> **What the exercise asks**: How many lines of the data hold the word "orange"? State the number and nothing else.

#### Records ####

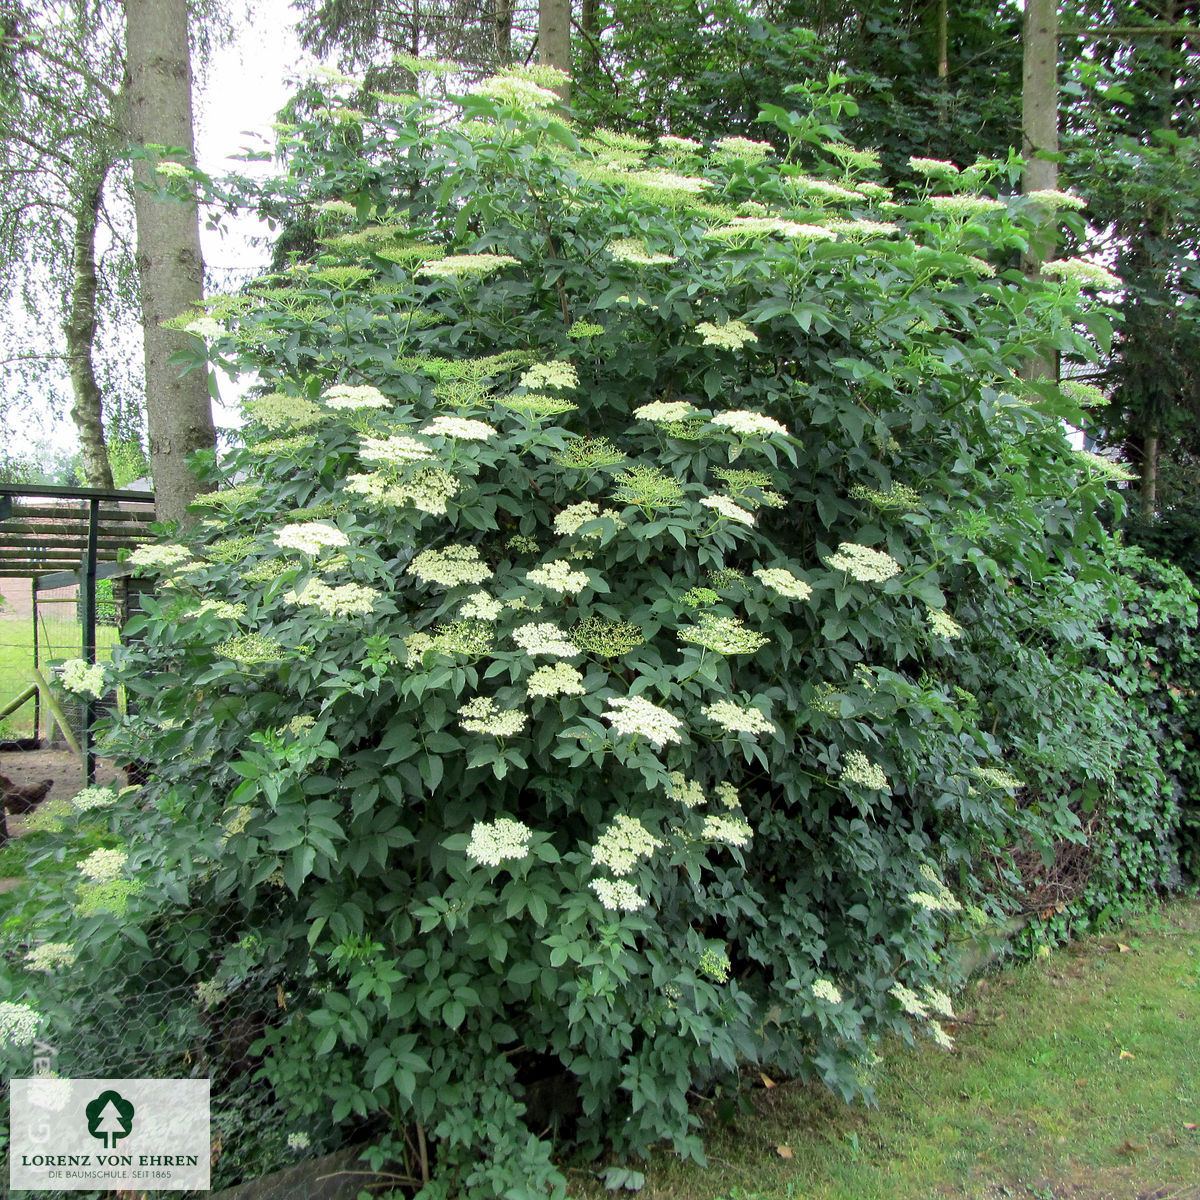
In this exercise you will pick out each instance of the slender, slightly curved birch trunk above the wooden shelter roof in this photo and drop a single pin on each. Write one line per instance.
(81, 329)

####
#### Records ####

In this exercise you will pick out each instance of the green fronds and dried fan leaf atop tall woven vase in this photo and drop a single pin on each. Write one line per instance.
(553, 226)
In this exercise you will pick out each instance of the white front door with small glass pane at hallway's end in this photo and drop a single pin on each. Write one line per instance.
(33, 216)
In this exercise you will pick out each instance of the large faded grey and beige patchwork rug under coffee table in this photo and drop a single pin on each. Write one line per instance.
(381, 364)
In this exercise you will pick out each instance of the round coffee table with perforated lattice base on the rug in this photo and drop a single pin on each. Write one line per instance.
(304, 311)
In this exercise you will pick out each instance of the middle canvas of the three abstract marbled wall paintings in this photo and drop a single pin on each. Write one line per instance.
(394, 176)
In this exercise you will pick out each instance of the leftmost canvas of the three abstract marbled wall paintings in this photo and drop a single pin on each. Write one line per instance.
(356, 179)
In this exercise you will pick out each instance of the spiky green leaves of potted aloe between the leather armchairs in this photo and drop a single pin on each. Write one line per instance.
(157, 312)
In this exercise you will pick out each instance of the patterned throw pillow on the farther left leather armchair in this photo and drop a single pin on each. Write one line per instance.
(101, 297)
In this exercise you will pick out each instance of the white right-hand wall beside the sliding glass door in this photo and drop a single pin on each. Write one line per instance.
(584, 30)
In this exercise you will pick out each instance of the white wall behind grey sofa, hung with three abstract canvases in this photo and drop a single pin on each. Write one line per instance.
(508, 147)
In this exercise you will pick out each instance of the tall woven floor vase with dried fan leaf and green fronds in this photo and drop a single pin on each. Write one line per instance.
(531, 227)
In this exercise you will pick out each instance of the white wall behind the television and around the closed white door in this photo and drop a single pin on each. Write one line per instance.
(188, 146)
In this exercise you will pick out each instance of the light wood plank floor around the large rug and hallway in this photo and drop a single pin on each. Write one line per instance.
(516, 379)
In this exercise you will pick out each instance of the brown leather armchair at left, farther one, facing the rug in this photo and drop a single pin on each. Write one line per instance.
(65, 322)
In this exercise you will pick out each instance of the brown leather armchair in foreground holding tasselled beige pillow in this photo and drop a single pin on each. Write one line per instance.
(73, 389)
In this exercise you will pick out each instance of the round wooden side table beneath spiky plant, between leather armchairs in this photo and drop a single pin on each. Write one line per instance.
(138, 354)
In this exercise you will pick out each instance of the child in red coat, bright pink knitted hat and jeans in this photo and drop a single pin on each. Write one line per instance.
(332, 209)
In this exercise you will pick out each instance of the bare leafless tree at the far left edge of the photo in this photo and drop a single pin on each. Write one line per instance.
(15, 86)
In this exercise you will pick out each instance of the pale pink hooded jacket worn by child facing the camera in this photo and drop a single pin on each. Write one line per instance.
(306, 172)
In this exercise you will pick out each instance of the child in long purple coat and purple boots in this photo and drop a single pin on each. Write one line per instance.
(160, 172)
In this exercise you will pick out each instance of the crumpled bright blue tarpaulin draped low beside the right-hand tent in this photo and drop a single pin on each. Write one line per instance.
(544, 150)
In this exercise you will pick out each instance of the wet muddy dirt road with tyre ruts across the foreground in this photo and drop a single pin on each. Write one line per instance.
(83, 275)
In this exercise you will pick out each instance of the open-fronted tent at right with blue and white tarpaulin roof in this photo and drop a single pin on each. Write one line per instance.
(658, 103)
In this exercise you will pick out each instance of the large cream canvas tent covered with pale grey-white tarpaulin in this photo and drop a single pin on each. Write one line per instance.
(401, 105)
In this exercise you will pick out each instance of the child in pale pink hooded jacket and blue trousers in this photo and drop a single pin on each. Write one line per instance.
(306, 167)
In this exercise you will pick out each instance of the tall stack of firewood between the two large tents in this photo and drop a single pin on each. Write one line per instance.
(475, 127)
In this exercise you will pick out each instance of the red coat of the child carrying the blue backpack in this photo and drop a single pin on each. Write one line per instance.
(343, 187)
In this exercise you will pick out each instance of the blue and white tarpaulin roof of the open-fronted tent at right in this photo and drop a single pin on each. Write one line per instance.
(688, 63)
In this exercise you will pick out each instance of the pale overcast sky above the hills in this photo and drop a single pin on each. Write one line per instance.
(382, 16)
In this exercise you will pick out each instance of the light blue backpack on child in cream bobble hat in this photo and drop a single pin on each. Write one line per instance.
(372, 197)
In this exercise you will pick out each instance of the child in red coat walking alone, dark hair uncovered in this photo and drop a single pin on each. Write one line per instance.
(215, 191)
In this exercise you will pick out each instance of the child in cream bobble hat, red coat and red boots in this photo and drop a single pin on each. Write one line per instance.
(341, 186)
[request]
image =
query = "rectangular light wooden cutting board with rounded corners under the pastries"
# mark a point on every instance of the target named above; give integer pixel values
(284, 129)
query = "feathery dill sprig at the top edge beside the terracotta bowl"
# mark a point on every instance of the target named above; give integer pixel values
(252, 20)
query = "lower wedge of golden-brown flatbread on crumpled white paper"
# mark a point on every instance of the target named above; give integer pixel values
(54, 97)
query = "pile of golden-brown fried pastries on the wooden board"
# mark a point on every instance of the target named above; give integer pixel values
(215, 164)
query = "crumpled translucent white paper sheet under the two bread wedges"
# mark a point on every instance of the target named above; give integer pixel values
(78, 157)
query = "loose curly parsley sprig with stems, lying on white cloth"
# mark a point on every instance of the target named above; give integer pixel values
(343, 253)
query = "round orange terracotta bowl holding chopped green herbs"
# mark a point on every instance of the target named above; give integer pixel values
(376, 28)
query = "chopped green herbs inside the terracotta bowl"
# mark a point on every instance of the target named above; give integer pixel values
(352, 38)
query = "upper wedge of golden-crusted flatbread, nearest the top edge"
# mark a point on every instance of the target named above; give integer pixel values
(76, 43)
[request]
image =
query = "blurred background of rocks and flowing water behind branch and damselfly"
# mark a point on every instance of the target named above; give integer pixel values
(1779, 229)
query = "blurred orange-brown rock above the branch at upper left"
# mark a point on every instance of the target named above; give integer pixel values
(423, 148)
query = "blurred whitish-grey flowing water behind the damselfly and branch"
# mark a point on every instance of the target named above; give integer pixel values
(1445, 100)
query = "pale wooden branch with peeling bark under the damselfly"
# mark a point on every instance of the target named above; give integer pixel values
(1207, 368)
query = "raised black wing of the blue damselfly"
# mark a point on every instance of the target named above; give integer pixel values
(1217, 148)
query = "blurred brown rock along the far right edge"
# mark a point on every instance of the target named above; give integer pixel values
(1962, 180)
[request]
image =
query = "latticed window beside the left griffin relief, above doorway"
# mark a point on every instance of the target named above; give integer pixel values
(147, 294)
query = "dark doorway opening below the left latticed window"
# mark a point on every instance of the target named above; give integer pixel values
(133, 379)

####

> **Answer for the task**: 2